Information given: Begin

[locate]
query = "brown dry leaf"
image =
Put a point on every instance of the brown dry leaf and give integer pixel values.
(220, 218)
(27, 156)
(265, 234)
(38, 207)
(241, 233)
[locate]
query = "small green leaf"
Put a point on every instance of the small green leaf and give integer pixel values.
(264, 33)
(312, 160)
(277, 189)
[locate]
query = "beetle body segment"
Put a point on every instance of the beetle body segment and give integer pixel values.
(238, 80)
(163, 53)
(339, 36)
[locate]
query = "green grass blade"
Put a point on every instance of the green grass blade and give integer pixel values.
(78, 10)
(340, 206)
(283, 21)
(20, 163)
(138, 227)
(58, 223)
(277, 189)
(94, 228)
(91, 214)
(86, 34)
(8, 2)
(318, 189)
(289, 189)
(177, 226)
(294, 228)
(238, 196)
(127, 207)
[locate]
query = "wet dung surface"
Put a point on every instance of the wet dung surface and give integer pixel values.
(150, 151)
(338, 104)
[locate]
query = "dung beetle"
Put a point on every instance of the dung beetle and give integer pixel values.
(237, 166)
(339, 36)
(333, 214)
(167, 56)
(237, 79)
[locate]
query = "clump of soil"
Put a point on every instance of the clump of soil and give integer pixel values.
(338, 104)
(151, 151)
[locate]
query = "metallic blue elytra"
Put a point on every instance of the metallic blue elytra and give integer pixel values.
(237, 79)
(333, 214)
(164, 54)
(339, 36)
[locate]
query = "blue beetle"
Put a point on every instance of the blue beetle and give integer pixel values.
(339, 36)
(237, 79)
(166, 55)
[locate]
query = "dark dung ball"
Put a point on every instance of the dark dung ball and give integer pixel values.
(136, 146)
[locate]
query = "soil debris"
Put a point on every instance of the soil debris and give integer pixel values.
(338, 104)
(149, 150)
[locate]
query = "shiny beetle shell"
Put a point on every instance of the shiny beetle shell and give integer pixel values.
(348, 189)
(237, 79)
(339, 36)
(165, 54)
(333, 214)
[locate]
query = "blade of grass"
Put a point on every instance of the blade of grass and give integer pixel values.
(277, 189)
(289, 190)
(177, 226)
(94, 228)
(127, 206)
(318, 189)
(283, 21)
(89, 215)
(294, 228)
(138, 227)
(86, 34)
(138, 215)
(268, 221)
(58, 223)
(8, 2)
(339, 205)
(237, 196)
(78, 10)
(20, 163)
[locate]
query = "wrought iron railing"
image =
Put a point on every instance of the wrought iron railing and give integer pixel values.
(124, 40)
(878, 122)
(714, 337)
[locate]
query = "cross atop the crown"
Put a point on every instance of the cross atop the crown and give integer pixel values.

Information given: End

In this exercise, every line of the listing is to be output exactly.

[locate]
query = "brown dry leaf"
image =
Put a point on every instance of the brown dry leaf and give integer pixel values.
(220, 218)
(27, 156)
(265, 234)
(38, 207)
(241, 233)
[locate]
query = "small green leaf"
Put a point on every instance of the small green leaf and give integer pixel values.
(264, 33)
(312, 160)
(277, 189)
[locate]
query = "beetle body segment"
Put a point on every instance of the beetle body segment and give integer pixel values.
(238, 80)
(163, 53)
(339, 36)
[locate]
query = "green grass blade"
Put a point on every instance of the green grass blade and give integer pixel values.
(78, 10)
(340, 206)
(283, 21)
(20, 163)
(138, 227)
(58, 223)
(277, 189)
(94, 228)
(91, 214)
(86, 34)
(8, 2)
(318, 189)
(289, 189)
(177, 226)
(294, 228)
(238, 196)
(127, 207)
[locate]
query = "wet dung surface"
Put a point on every instance of the wet dung surface and give integer pixel values.
(150, 151)
(338, 104)
[locate]
query = "dung beetle"
Put a point on every instance of the dung beetle and give integer pixel values.
(237, 166)
(339, 36)
(333, 214)
(167, 56)
(237, 79)
[locate]
query = "clump of soil"
Put a point on every instance of the clump of soil and give integer pixel values.
(338, 104)
(151, 151)
[locate]
query = "metallic blue elytra"
Put a point on every instance of the metallic blue elytra and give integer pixel values.
(237, 79)
(333, 214)
(164, 54)
(339, 36)
[locate]
query = "blue beetle"
Put a point on every instance of the blue beetle and give integer pixel values.
(339, 36)
(237, 79)
(166, 55)
[locate]
query = "dark dung ball"
Put a point on every instance of the dark dung ball and give integer pixel values.
(136, 146)
[locate]
query = "soil debris"
Put a point on every instance of the soil debris and give integer pixel values.
(338, 104)
(149, 150)
[locate]
query = "shiny beetle shell"
Put a point on every instance of the shiny beetle shell and give integer pixel values.
(348, 189)
(237, 79)
(339, 36)
(165, 54)
(333, 214)
[locate]
query = "blade of grass"
Put a point on every instance of the blade of grass and give integer pixel values.
(277, 189)
(289, 190)
(177, 226)
(94, 228)
(127, 206)
(318, 189)
(283, 21)
(89, 215)
(294, 228)
(138, 227)
(86, 34)
(138, 215)
(268, 221)
(58, 223)
(8, 2)
(339, 205)
(237, 196)
(78, 10)
(20, 163)
[locate]
query = "wrought iron railing"
image =
Put a point on every instance of the wrought iron railing and give integer pixel values.
(124, 40)
(878, 122)
(714, 337)
[locate]
query = "cross atop the crown"
Put a point on every instance of the cross atop the crown and give integer pixel values.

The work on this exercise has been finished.